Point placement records
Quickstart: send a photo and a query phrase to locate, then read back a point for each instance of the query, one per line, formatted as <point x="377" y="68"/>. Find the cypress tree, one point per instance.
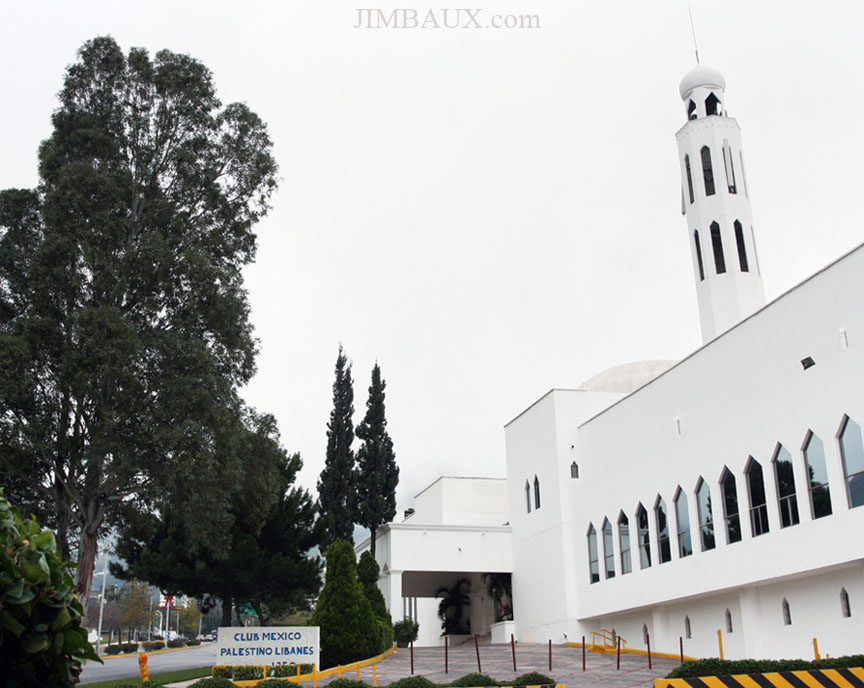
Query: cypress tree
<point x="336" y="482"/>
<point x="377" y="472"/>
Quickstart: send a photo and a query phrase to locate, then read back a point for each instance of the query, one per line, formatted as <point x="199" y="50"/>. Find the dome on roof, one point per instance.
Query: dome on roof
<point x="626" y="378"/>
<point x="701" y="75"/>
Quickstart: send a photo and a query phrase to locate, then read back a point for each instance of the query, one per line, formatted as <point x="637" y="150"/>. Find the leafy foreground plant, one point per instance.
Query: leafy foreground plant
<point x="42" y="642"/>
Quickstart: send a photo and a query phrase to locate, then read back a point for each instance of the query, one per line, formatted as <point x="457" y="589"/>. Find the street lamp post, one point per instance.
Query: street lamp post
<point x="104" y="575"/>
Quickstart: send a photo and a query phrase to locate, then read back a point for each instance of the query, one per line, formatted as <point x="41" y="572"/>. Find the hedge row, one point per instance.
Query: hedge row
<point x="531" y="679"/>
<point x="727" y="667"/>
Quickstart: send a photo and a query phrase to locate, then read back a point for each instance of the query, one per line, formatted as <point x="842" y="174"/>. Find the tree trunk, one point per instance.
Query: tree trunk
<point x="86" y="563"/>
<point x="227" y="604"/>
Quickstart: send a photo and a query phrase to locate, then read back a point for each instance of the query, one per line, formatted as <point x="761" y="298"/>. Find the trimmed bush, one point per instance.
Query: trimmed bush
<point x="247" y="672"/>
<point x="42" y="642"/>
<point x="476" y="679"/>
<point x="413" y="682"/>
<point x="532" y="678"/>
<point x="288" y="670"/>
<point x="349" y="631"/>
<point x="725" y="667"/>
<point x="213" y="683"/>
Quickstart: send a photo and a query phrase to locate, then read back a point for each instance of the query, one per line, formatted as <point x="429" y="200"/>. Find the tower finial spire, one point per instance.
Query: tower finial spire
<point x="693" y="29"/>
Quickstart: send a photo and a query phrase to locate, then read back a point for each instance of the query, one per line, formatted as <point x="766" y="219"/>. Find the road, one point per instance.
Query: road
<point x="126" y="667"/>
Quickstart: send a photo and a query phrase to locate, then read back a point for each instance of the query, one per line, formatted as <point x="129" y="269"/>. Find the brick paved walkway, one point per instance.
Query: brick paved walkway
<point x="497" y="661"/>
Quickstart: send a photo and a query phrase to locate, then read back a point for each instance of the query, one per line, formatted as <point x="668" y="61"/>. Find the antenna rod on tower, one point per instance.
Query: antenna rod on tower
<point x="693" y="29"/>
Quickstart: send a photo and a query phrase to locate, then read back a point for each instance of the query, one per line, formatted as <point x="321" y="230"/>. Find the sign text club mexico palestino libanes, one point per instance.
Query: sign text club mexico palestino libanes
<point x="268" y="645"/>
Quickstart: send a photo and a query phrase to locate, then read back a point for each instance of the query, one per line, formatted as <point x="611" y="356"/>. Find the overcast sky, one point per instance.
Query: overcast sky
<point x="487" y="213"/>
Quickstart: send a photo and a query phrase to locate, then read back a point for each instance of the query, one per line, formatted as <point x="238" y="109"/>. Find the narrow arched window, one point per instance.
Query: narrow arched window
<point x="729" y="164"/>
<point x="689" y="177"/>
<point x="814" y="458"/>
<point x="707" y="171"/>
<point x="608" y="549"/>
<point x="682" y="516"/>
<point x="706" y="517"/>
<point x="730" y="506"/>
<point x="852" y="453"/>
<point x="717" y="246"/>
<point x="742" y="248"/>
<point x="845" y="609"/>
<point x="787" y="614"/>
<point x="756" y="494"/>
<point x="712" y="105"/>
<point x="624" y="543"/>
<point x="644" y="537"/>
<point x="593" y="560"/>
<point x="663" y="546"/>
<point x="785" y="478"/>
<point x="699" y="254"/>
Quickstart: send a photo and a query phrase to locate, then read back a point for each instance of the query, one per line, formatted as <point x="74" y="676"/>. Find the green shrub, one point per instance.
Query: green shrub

> Stated goal: Can you turn the part of the listing from the line containing "libanes, one point per instance." through the end of the listing, both included, into a JSON list of strings with one string per line and blank lines left out?

> Task result:
[
  "Quickstart: send a photo and a query phrase to locate, then read back a point for each instance of the query, one per line, formatted as <point x=\"321\" y=\"230\"/>. Find the sign text club mexico palestino libanes, one point per instance.",
  "Query: sign text club mexico palestino libanes",
  "<point x=\"268\" y=\"645\"/>",
  "Quickstart: send a photo and a query phrase to locate, then read back a point for each instance of the query, one per line, formatted as <point x=\"611\" y=\"356\"/>. Find the overcast sky, one point per instance.",
  "Query: overcast sky",
  "<point x=\"487\" y=\"213\"/>",
  "Quickstart: send a photo and a query phrase to locate, then read back a point for each instance of the query, one per line, formatted as <point x=\"238\" y=\"109\"/>. Find the narrow arched window, one point per instance.",
  "Query: narrow arched window",
  "<point x=\"729\" y=\"164\"/>",
  "<point x=\"689\" y=\"177\"/>",
  "<point x=\"814\" y=\"458\"/>",
  "<point x=\"707\" y=\"171\"/>",
  "<point x=\"608\" y=\"549\"/>",
  "<point x=\"682\" y=\"516\"/>",
  "<point x=\"706\" y=\"517\"/>",
  "<point x=\"730\" y=\"506\"/>",
  "<point x=\"852\" y=\"453\"/>",
  "<point x=\"717\" y=\"246\"/>",
  "<point x=\"742\" y=\"248\"/>",
  "<point x=\"845\" y=\"609\"/>",
  "<point x=\"787\" y=\"614\"/>",
  "<point x=\"756\" y=\"494\"/>",
  "<point x=\"712\" y=\"105\"/>",
  "<point x=\"624\" y=\"543\"/>",
  "<point x=\"644\" y=\"537\"/>",
  "<point x=\"593\" y=\"560\"/>",
  "<point x=\"663\" y=\"546\"/>",
  "<point x=\"785\" y=\"478\"/>",
  "<point x=\"699\" y=\"254\"/>",
  "Quickstart: send a photo and a query phrase to locate, then read back a point for each instance of the query, one per line, formatted as <point x=\"74\" y=\"676\"/>. Find the green shrub, one point per instance.",
  "Query: green shrub"
]